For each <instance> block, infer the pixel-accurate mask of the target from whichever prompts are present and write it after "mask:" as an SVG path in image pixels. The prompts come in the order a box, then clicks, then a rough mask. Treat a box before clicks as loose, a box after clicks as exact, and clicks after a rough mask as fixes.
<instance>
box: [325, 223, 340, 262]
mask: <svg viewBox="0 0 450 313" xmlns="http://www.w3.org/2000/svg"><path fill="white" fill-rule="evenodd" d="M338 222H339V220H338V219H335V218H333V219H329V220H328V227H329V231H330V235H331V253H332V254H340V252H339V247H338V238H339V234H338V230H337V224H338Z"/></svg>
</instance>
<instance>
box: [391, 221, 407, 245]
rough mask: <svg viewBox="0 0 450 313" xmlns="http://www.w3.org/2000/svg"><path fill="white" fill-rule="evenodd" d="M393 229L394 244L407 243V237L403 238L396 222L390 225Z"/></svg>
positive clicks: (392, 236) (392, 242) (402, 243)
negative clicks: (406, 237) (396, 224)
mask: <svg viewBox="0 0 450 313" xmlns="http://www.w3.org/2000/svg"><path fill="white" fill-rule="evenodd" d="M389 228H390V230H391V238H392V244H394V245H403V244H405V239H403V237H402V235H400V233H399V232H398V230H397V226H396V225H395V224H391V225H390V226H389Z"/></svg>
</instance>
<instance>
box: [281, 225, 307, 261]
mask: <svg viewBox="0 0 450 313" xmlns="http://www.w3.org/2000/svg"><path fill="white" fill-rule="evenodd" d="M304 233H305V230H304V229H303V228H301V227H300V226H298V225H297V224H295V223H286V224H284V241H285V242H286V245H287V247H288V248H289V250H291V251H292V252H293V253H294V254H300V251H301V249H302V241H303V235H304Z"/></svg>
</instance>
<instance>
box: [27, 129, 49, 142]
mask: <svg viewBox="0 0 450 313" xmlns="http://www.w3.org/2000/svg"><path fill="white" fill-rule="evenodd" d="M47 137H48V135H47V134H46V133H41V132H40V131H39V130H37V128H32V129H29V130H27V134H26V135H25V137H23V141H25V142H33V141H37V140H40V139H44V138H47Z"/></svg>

## Exercise details
Lay out the data above as a numbered list with one line per item, leaving out any blank lines.

## Result
1. For each <instance> block, infer the pixel-accurate mask of the target from whichever prompts are present and write it after "mask:" as an SVG path in image pixels. The prompts come in the order a box, then clicks, then a rough mask. Treat a box before clicks as loose, a box after clicks as exact, and clicks after a rough mask as fixes.
2. <instance>
3. box: [325, 223, 340, 262]
4. mask: <svg viewBox="0 0 450 313" xmlns="http://www.w3.org/2000/svg"><path fill="white" fill-rule="evenodd" d="M338 222H339V220H338V219H335V218H333V219H329V220H328V227H329V231H330V235H331V253H332V254H340V252H339V247H338V238H339V234H338V230H337V224H338Z"/></svg>
5. </instance>
6. <instance>
7. box: [391, 221, 407, 245]
8. rough mask: <svg viewBox="0 0 450 313" xmlns="http://www.w3.org/2000/svg"><path fill="white" fill-rule="evenodd" d="M393 229L394 244L407 243V237L403 238L396 222L390 225Z"/></svg>
9. positive clicks: (392, 236) (392, 242) (402, 243)
10. negative clicks: (406, 237) (396, 224)
11. mask: <svg viewBox="0 0 450 313" xmlns="http://www.w3.org/2000/svg"><path fill="white" fill-rule="evenodd" d="M389 228H390V230H391V238H392V244H394V245H403V244H405V239H403V237H402V235H400V233H399V232H398V230H397V226H396V225H395V224H391V225H390V226H389Z"/></svg>
12. </instance>
13. <instance>
14. box: [281, 225, 307, 261]
15. mask: <svg viewBox="0 0 450 313" xmlns="http://www.w3.org/2000/svg"><path fill="white" fill-rule="evenodd" d="M304 233H305V230H304V229H303V228H301V227H300V226H298V225H297V224H295V223H286V224H284V241H285V242H286V245H287V247H288V248H289V250H291V251H292V252H293V253H294V254H300V251H301V249H302V241H303V235H304Z"/></svg>
16. </instance>
17. <instance>
18. box: [27, 129, 49, 142]
19. mask: <svg viewBox="0 0 450 313" xmlns="http://www.w3.org/2000/svg"><path fill="white" fill-rule="evenodd" d="M47 137H48V135H47V134H46V133H41V132H40V131H39V130H37V128H32V129H29V130H27V134H26V135H25V137H23V141H25V142H33V141H37V140H40V139H44V138H47Z"/></svg>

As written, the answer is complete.